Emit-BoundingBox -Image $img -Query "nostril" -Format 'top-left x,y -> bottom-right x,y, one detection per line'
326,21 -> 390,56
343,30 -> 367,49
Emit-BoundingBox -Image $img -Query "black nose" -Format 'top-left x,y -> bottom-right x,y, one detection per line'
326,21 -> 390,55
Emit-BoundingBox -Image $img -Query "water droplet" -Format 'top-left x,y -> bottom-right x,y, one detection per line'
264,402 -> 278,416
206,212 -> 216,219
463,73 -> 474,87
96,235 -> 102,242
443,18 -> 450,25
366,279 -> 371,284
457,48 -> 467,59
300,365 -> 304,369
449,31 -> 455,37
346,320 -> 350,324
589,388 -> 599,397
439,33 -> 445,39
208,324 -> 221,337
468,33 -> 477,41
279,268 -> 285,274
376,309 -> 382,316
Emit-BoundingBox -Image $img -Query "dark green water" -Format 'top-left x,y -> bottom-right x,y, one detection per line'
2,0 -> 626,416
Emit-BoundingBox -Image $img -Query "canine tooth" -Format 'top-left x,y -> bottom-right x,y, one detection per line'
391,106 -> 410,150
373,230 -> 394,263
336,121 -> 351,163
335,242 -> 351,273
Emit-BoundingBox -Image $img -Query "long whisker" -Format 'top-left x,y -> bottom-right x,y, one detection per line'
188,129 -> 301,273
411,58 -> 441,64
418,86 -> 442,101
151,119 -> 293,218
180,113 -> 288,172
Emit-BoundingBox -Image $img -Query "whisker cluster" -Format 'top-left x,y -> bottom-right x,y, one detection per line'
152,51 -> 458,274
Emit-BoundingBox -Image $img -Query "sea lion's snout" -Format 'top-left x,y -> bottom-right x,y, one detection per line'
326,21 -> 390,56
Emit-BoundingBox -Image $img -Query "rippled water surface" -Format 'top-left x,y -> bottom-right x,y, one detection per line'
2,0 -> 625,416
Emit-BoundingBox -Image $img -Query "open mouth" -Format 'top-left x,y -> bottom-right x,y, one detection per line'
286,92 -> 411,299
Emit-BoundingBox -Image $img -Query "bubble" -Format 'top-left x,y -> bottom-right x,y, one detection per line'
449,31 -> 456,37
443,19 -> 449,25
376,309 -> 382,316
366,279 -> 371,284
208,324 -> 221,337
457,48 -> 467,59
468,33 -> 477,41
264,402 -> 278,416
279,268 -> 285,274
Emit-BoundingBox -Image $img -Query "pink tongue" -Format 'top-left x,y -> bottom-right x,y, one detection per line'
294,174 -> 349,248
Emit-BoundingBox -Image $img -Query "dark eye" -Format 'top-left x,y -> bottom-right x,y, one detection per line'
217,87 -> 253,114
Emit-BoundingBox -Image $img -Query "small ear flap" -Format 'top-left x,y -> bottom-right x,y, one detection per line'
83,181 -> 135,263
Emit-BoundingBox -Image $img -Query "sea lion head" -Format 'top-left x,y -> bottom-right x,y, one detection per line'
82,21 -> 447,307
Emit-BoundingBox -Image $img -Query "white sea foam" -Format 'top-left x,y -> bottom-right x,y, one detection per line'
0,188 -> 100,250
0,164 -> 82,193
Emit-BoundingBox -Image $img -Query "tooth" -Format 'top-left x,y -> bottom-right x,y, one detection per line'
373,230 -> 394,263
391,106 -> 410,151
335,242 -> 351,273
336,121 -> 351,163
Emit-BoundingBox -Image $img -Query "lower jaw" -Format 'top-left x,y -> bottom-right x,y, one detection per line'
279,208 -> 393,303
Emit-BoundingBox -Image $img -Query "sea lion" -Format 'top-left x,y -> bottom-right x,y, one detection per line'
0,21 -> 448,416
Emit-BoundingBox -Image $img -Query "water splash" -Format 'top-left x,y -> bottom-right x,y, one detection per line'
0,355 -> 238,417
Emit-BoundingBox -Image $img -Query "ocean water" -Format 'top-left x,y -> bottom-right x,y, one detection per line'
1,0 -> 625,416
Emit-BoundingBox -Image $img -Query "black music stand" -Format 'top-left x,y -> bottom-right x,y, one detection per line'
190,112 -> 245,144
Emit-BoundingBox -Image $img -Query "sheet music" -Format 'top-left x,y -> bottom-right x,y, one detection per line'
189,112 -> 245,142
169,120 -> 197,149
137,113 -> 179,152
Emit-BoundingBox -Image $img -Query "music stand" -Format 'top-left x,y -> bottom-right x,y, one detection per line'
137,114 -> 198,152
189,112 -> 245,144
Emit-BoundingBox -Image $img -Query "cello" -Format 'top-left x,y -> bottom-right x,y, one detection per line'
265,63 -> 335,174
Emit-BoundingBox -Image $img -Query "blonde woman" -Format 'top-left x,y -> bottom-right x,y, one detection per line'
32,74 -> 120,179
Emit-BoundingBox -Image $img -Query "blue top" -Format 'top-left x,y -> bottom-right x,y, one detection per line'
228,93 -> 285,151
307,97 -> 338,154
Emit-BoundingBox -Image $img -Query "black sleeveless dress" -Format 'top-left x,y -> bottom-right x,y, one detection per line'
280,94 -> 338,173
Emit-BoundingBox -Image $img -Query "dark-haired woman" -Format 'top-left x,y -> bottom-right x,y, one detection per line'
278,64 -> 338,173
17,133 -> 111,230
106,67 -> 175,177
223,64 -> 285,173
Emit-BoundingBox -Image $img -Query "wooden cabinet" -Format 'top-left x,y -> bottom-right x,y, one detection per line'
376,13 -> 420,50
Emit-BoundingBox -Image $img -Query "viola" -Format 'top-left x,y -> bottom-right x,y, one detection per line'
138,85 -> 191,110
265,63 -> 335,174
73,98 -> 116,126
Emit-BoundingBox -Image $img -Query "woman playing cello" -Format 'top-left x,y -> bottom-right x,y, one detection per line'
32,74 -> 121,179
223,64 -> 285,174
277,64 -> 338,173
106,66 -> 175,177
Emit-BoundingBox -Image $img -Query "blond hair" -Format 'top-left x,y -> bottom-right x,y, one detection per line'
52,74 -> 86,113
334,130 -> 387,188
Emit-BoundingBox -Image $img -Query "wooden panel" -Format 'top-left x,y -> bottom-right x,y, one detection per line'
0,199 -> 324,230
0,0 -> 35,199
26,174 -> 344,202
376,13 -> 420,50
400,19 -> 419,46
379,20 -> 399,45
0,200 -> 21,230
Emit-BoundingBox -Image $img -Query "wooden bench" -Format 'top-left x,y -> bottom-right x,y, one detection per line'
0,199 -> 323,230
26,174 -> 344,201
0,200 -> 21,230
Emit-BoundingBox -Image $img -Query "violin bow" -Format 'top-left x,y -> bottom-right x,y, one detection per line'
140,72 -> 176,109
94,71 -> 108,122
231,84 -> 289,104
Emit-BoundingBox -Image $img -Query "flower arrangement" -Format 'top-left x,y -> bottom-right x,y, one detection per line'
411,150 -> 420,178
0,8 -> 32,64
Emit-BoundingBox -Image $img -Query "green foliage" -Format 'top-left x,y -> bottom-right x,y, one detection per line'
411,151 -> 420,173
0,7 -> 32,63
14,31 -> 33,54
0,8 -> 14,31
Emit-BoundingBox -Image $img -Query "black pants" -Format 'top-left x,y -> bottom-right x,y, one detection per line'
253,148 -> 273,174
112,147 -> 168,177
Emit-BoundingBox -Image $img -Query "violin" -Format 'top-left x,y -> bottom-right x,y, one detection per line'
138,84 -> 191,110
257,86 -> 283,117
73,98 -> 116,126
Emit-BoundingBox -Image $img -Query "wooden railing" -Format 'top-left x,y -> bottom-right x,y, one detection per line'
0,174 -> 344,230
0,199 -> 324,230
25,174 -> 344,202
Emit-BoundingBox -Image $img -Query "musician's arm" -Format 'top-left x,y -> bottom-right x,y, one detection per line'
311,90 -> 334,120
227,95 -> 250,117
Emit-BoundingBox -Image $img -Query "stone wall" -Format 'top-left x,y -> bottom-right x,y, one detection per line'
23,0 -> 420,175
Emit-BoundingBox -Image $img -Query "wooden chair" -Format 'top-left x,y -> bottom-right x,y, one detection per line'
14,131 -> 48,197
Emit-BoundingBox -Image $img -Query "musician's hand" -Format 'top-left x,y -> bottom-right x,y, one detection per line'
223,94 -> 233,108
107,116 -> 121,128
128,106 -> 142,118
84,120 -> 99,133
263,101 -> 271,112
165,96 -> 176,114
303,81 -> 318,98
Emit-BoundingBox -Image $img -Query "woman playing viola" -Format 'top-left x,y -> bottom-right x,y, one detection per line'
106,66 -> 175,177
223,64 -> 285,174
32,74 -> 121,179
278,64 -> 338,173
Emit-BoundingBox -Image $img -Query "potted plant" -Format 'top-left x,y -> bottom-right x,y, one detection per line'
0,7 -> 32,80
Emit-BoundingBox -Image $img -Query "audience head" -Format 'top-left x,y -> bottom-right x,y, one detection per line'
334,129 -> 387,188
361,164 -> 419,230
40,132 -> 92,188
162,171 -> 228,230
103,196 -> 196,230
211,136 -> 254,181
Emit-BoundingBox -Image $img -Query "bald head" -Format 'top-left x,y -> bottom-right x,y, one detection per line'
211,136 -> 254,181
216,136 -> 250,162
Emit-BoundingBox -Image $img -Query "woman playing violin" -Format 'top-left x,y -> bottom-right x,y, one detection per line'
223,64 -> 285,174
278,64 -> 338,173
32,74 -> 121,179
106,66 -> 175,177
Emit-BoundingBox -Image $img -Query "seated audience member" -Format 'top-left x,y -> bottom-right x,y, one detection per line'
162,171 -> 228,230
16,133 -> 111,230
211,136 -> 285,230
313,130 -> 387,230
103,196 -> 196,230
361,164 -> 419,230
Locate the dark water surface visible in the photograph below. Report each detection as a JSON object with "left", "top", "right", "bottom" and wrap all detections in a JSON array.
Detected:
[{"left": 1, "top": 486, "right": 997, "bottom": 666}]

Exercise >>
Repeat only the stretch of lines starting at the one containing "Locate the dark" and running to the final line of the entries above.

Task output >>
Locate the dark water surface visible in the photograph below. Report each detection as a JSON object with "left", "top", "right", "bottom" and wrap all detections in a JSON array.
Detected:
[{"left": 1, "top": 486, "right": 997, "bottom": 666}]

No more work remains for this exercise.